Given request 1: Locate every line in the rows below that contains the string "house", matching case exactly, and copy each such line.

Extracted text:

JC, I am not trying to defend the insurance company folks; they will always find a great way to make the most money possible. The reason they won't give you discounts for the commercial stuff, is because it doesn't reduce the likelihood of you putting your sailboat onto a lee shore. In other words, those tickets make you a much more competent mariner, but not in terms that meaningfully mitigate their risks of having to pay out a claim against your new sailboat. I have trained lifelong freighter captains and they were surprised how much new information they picked up in a few days, because the content is specifically relevant to cruising boats and the scenarios we find ourselves in, which are very different from the risks on large, powered commercial craft. In terms of personal risk, I've seen experienced sailors doing things around winches that could one day cost them some fingers, or worse yet, a thumb. On my boat, in 20 kts of wind, there's something like 4000 lbs of line force on my Genoa sheets. When the sail is flogging, the peak line force can be much more than that. The cost of a moment's inattention can be very different than in a dinghy. Just sayin'...

Originally Posted by jcwhite View Post
Thanks folks!

I am indeed in the PNW - I'll be mooring in Victoria (and yes, when I was last around the West side of the island it was aboard the Pacific Grace). I can't pretend I know the waters around Victoria like the back of my hand, but I do know how the currents form and where the rocks are likely to be (oceanographer ) so I'd be staying away from the rips and channels. I've been out on sailboats a fair bit - what will be new is the skippering, not the sailing.

Given request 2: In the forum post on sailing, how much line force does the writer say is on their Genoa sheets in 20 kts of wind?

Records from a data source

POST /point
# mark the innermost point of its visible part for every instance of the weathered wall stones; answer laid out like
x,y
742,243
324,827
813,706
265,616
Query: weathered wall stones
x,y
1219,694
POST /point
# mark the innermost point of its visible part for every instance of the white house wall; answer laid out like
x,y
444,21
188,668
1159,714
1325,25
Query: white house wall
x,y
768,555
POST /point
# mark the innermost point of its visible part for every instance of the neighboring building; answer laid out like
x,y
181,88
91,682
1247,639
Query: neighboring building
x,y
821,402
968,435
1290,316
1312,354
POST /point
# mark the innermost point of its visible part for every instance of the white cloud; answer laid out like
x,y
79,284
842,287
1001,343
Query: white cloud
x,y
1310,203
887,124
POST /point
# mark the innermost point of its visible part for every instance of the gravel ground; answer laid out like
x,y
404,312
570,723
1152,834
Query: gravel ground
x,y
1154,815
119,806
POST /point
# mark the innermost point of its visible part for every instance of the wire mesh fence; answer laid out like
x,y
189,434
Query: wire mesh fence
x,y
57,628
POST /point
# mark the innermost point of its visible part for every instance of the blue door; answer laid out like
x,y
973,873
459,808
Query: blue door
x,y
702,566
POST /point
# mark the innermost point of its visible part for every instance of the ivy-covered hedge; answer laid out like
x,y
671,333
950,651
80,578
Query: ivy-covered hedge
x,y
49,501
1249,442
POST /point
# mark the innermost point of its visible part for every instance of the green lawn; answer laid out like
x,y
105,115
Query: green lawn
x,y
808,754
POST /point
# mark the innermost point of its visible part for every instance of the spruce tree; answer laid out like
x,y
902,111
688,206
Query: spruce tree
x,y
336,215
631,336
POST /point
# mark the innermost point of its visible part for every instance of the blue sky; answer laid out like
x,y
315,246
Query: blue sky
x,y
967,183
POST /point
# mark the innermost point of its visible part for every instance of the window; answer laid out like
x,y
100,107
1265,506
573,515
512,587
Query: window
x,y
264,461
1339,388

Exercise response 1:
# mark the innermost point of its visible part for every instance of the white house wall; answer laid out like
Query: white house wall

Exercise response 2: Something like 4000 lbs.